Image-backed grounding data

━━━━━━━━━━━━━━━━

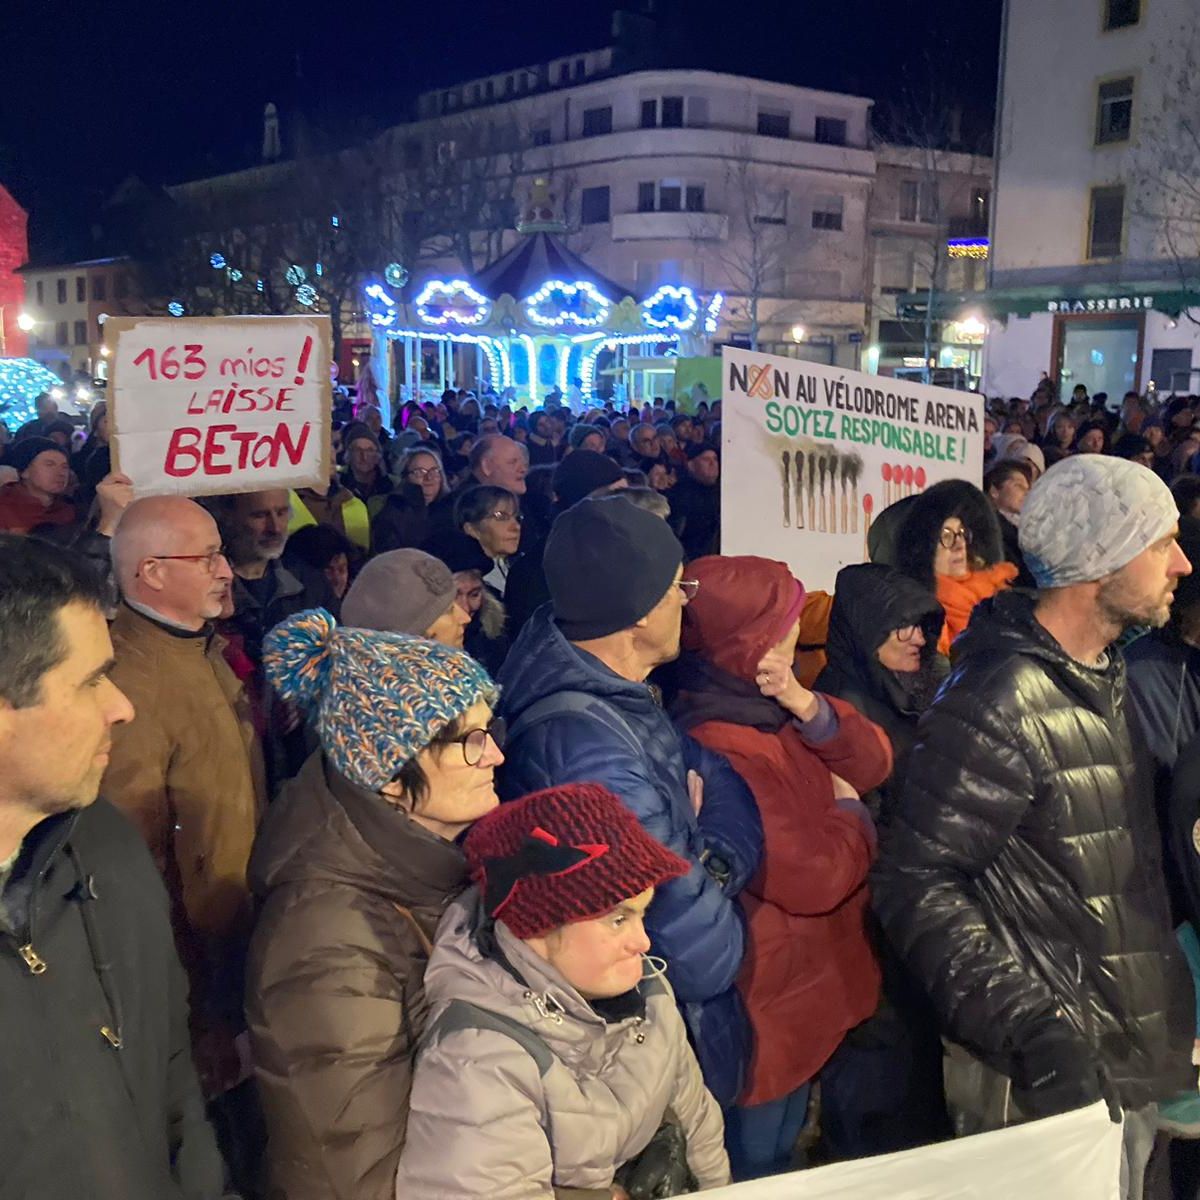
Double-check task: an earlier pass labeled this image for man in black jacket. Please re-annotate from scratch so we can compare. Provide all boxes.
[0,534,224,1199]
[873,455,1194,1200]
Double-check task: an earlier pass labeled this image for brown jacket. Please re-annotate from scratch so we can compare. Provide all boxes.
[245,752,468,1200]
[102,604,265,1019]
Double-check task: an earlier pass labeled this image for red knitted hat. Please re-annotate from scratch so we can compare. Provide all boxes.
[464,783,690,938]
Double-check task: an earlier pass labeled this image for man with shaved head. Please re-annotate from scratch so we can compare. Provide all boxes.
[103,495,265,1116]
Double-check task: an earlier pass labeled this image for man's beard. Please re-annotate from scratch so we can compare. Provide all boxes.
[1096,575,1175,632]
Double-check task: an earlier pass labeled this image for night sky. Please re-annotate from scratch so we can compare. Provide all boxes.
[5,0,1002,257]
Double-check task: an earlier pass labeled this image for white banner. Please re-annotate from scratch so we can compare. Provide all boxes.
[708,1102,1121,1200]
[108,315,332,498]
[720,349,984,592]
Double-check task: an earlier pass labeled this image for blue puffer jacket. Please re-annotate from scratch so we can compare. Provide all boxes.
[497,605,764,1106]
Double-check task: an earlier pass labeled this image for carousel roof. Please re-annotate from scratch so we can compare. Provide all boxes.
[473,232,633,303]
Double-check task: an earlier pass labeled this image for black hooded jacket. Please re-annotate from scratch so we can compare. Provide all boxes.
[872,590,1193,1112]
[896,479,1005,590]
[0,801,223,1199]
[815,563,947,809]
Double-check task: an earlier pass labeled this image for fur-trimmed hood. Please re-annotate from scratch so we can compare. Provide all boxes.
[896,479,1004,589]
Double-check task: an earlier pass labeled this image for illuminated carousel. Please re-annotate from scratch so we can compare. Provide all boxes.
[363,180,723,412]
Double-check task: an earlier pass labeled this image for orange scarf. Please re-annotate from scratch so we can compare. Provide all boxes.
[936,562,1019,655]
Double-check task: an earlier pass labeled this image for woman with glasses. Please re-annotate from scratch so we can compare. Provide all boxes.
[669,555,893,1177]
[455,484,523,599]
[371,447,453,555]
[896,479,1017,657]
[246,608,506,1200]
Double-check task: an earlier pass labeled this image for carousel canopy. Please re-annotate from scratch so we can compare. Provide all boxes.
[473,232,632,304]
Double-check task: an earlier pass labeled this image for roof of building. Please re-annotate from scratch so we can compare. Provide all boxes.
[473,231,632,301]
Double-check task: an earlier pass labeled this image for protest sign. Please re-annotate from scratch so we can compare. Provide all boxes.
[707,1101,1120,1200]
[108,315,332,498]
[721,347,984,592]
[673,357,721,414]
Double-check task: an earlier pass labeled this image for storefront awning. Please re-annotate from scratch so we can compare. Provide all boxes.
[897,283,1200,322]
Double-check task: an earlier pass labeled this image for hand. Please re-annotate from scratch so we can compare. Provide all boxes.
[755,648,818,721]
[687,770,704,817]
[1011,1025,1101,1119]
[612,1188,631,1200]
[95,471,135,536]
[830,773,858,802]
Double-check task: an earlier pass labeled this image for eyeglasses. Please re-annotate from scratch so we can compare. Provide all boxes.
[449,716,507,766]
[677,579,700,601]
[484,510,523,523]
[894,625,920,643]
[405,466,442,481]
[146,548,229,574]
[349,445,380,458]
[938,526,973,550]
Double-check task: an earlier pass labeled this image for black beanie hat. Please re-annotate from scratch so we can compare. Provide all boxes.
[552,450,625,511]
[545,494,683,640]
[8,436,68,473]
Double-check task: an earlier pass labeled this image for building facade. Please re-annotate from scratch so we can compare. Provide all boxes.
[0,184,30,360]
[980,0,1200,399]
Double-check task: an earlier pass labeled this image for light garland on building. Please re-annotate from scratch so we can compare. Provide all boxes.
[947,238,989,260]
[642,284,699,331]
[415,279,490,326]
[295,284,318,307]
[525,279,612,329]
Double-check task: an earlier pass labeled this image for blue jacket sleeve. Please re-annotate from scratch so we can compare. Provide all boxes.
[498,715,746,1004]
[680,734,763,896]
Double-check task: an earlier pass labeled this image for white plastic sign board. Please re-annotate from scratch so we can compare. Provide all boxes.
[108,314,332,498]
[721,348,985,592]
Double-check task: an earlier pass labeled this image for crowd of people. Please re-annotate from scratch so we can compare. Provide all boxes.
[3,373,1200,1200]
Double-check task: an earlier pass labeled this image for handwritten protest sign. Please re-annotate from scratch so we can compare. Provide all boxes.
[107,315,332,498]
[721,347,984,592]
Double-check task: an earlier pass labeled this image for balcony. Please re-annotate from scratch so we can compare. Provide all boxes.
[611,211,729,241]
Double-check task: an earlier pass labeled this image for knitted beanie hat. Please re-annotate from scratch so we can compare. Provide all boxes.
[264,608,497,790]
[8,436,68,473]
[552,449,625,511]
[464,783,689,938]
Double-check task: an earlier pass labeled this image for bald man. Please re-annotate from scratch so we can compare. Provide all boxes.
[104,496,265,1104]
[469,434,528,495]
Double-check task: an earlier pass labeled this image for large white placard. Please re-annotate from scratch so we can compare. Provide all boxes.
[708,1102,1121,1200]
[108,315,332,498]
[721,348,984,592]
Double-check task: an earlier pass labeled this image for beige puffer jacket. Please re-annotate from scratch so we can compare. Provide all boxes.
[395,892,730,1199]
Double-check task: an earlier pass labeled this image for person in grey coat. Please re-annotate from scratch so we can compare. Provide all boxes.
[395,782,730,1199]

━━━━━━━━━━━━━━━━

§ WORK INSTRUCTION
Drop every picture and repeat the rest of the entries exactly.

§ OUTPUT FOR THIS EXERCISE
Double-check task: an earlier pass labeled this image for man in black jacket. Please re-annotate from scratch so we can compare. Provide all boxes.
[0,534,224,1199]
[873,455,1194,1200]
Double-check task: an earlier pass labeled this image for brown jacket. Please re-annotate from scratch so we can compare. Provide all boxes.
[245,752,468,1200]
[102,604,265,1019]
Double-check task: an earlier pass labeled this image for red knitted hat. Please re-annotate from scratch so we can compare. Provide all boxes.
[464,783,690,938]
Double-check task: an earlier pass labeled this image for man with shaved head. Please re-annotate from scratch so we can compare. Provide all boxes.
[103,495,265,1116]
Double-check task: an earlier pass labeled this image for man's beard. Please re-annotate from scratch so we can compare. Provide all boxes.
[1096,575,1175,632]
Double-check task: an earlier pass labeled this image for night sky. Please re-annotate from scratch so we can compare. Provide all boxes.
[5,0,1002,257]
Double-check task: an earlier pass labeled this image for white banner. Please re-annotate from scratch so we can compare. Provide all boxes.
[708,1102,1121,1200]
[108,315,332,498]
[720,349,984,592]
Double-check task: an earlier pass labeled this image for blue puffer jacket. Please re-annotate from scratch so we can compare. Provide all boxes.
[497,605,764,1106]
Double-check task: an earlier pass labeled this image for carousel roof. Please re-annotate from scratch so we can compare. Provide all boxes.
[473,232,633,303]
Double-check task: an earlier pass labeled this image for black hooded jacket. Please re-annotate from scratch so we can compare. Provide all boxes.
[872,590,1193,1112]
[896,479,1005,590]
[0,801,223,1199]
[815,563,947,809]
Double-check task: an earlier pass labeled this image for fur-trimmed hood. Please re-annotate from scratch so we can compare. Provide all boxes.
[896,479,1004,589]
Double-check task: an earlier pass labeled this image for illuminated carousel. Please re-annotate from scratch so we can compare. Provide all boxes.
[363,180,723,412]
Double-check task: an earlier pass labeled this image for orange scarf. Please re-annotate from scratch so we can compare. Provide all boxes.
[936,562,1019,655]
Double-check task: an earlier pass labeled this image for woman with glasses. Please re-annotate from scratch so we can compare. Provide all boxes.
[669,555,893,1177]
[455,484,523,599]
[371,447,453,555]
[896,479,1017,657]
[246,608,506,1200]
Double-check task: an earlier pass labeled this image for carousel canopy. Please re-annotate from scratch so we can compare. Provide all boxes.
[473,232,632,304]
Double-check task: an earlier pass labeled this image for roof of building. Please re-annotate from scratch so we can compare. Provide all boxes.
[473,231,632,301]
Double-check task: an earlier pass labeled this image for protest sign. Please re-annotate from scratch so we can compare. Provide all boxes.
[707,1101,1120,1200]
[108,315,332,498]
[721,347,984,592]
[673,357,721,414]
Double-check task: an earlier pass labeled this image for storefront awning. Please re-annotate from scratch so we can compare. Provide all boxes.
[897,283,1200,322]
Double-check task: an earlier pass labeled this image for hand. Please re-annotate from scratch so we can compare. Provide all boxes.
[755,648,818,721]
[687,770,704,817]
[1011,1025,1101,1119]
[612,1188,631,1200]
[95,471,135,536]
[830,773,858,802]
Double-check task: an earlier pass labeled this image for eyeglasses. Please re-annotate from scratch so we can compare. Provide all boxes.
[449,716,507,766]
[677,579,700,601]
[484,510,523,523]
[894,625,920,643]
[405,466,442,481]
[146,548,229,574]
[349,445,380,458]
[938,526,973,550]
Double-check task: an earlier pass labeled this image for black beanie hat. Please re-annotate from scratch so we can compare. Provide all boxes.
[552,450,625,511]
[545,494,683,640]
[8,436,68,473]
Double-check task: an earlier pass labeled this image for building facade. Please re-annotate from scratch so we can compare. Provide all boxes.
[0,184,30,360]
[980,0,1200,399]
Double-check task: an earlier pass labeled this image for light garland on building. Please re-annotate from scratch so we can compare. Provide all boxes.
[947,238,989,260]
[642,284,699,331]
[415,279,490,326]
[295,284,318,307]
[525,279,612,329]
Double-check task: an earlier pass labeled this image for blue jacket sleeve. Please re-annotate from scratch so we can compare. Provide all boxes.
[498,715,746,1004]
[680,734,763,896]
Double-check task: an earlier pass labeled this image for white plastic sign board. Please re-annotate from scratch so we can compare. Provide all boxes.
[108,314,332,498]
[721,348,985,592]
Double-check task: an earlier pass labeled this image for crowd of people. Please re-annotate from scratch so we can compare. Provide all boxes.
[3,373,1200,1200]
Double-check task: an earlier pass labeled this image for handwritten protest sign. Please re-annotate from scratch so we can compare. Provide all boxes.
[107,315,332,498]
[721,347,984,592]
Double-check task: an earlier pass labeled this image for balcony. Please re-annotate from scratch so we can compare. Provide all boxes.
[611,211,729,241]
Double-check task: an earlier pass labeled this image for knitted beanie hat. Please re-annotate from scratch so we can compare. Provide all boxes.
[264,608,497,790]
[8,436,68,473]
[552,449,625,511]
[464,783,689,938]
Double-check task: an earlier pass labeled this image for bald man. Please re-annotate from scratch so we can compare. Provide all boxes.
[104,496,265,1104]
[469,434,528,495]
Double-check task: an earlier pass labeled this image for large white placard. Please re-annotate from scratch so we can compare. Provide all boxes.
[708,1102,1121,1200]
[108,315,332,498]
[721,348,984,592]
Double-check task: an earlier pass labeled this image for beige puffer jacket. Please re-annotate from scratch so we can compare. Provide all boxes.
[395,892,730,1199]
Double-check task: an earlier pass labeled this image for person in grey coat. Please re-annotate from scratch so we can compare. Provide all boxes.
[395,782,730,1199]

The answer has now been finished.